>> start Data for processing

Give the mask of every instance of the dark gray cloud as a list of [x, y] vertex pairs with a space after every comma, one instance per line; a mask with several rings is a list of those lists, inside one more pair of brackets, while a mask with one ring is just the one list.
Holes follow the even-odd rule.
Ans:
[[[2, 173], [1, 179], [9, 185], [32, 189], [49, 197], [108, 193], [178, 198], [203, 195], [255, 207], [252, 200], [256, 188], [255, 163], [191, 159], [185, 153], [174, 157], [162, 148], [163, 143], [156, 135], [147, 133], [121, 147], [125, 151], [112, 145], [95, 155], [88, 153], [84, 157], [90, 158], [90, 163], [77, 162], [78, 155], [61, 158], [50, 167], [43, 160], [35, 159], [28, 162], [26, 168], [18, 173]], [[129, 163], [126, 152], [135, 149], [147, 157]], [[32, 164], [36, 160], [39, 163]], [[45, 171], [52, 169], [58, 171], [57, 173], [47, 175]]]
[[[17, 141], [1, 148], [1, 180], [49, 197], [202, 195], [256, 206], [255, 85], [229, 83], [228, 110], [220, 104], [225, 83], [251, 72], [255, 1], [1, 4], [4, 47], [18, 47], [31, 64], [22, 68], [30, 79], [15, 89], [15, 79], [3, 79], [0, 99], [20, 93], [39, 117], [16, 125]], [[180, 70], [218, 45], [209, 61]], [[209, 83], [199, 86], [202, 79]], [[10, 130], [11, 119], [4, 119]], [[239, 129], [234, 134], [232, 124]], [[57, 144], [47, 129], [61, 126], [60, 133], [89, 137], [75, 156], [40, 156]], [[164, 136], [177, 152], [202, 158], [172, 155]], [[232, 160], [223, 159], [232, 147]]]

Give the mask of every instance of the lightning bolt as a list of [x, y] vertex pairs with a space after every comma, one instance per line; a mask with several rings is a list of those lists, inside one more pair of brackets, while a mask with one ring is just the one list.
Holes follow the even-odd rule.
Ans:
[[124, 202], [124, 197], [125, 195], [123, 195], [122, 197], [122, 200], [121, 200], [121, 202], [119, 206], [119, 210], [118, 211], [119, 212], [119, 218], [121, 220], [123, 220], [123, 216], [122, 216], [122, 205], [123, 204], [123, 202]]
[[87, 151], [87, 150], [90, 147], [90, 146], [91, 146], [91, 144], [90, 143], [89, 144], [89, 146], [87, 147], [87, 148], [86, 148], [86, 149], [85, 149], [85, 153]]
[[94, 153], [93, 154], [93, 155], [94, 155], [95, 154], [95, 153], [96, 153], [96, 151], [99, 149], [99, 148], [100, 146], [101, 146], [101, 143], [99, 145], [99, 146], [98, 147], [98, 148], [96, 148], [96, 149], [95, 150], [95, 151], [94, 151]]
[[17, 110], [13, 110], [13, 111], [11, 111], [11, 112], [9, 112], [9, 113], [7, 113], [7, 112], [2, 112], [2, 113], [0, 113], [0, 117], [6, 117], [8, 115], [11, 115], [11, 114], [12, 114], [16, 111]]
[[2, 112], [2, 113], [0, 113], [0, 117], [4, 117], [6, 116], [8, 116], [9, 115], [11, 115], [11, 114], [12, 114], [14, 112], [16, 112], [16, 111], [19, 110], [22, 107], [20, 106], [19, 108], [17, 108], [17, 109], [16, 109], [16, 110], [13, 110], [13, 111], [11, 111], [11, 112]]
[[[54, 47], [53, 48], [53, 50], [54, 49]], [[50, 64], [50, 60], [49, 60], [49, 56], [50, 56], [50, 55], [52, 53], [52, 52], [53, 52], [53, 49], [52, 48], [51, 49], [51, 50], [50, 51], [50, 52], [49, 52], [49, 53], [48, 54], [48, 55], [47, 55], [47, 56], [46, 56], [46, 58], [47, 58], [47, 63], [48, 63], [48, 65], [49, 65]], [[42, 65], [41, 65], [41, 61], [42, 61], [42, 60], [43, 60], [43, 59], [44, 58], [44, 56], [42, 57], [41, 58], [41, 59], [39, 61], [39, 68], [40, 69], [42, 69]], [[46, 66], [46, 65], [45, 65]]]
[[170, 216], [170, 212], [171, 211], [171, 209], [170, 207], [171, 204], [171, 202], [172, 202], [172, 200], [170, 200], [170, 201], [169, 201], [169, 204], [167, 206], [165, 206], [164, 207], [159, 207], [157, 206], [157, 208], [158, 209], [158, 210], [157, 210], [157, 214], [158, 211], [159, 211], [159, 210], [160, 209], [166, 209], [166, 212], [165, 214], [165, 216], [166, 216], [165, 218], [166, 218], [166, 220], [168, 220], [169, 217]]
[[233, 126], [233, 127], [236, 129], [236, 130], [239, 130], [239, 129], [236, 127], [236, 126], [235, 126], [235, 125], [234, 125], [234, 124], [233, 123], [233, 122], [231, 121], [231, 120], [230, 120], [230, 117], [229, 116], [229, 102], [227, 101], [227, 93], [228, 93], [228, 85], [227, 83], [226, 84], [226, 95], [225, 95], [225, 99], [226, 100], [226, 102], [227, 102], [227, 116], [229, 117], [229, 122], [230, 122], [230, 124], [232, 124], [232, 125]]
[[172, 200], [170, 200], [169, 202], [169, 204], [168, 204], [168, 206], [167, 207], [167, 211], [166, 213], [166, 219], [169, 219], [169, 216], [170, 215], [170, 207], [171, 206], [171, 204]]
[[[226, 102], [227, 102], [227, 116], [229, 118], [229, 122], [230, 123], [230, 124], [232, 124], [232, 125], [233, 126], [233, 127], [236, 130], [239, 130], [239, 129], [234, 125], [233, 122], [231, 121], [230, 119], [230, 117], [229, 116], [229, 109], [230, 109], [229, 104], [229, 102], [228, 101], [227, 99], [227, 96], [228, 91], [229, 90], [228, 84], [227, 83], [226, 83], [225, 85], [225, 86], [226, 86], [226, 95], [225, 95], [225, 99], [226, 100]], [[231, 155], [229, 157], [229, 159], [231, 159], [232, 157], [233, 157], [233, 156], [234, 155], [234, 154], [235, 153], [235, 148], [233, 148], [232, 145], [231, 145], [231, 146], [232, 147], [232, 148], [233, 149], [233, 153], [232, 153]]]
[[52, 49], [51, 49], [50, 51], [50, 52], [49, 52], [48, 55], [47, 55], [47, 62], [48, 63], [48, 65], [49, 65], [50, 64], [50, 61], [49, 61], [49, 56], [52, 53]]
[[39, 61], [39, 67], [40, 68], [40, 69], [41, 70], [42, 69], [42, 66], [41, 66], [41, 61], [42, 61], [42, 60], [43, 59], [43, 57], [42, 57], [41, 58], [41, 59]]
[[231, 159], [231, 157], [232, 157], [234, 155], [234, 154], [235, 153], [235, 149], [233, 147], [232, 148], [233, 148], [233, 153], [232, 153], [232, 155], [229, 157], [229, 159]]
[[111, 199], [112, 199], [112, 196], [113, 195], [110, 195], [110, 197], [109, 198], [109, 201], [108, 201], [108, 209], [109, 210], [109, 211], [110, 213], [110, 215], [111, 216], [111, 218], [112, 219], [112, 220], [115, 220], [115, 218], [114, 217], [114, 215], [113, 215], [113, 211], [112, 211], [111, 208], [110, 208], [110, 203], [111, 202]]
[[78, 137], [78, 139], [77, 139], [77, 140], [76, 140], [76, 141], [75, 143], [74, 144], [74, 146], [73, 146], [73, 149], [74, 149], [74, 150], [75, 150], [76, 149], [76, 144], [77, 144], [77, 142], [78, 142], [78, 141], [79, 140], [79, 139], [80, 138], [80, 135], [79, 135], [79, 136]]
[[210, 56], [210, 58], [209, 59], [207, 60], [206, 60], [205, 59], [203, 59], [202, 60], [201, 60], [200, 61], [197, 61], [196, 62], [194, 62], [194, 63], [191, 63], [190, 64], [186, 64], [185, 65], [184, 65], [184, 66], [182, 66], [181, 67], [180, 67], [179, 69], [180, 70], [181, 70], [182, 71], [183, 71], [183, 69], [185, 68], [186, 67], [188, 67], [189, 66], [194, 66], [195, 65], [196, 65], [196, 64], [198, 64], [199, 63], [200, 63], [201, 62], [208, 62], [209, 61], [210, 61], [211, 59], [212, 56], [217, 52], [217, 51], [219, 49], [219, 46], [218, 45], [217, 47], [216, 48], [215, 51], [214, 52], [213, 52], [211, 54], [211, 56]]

>> end Data for processing

→ Exercise:
Copy out the lines of the entries starting at the line containing "Give the mask of every instance of the lightning" and ending at the line containing "149], [85, 153]]", with both of those lines included.

→ Solution:
Give the mask of every instance of the lightning bolt as a list of [x, y] vertex pairs with a space after every comma, one instance per line; a mask with several rings is a list of those lists, inside one more pair of brackets, while a mask with one ring is just the one list.
Holes follow the even-odd rule.
Ans:
[[124, 202], [124, 197], [125, 195], [123, 195], [122, 197], [122, 200], [121, 200], [121, 202], [119, 206], [119, 210], [118, 211], [119, 212], [119, 218], [121, 220], [123, 220], [123, 216], [122, 216], [122, 205], [123, 204], [123, 202]]
[[87, 151], [87, 150], [90, 147], [90, 146], [91, 146], [91, 144], [90, 143], [89, 144], [89, 146], [87, 147], [87, 148], [86, 148], [86, 149], [85, 149], [85, 153]]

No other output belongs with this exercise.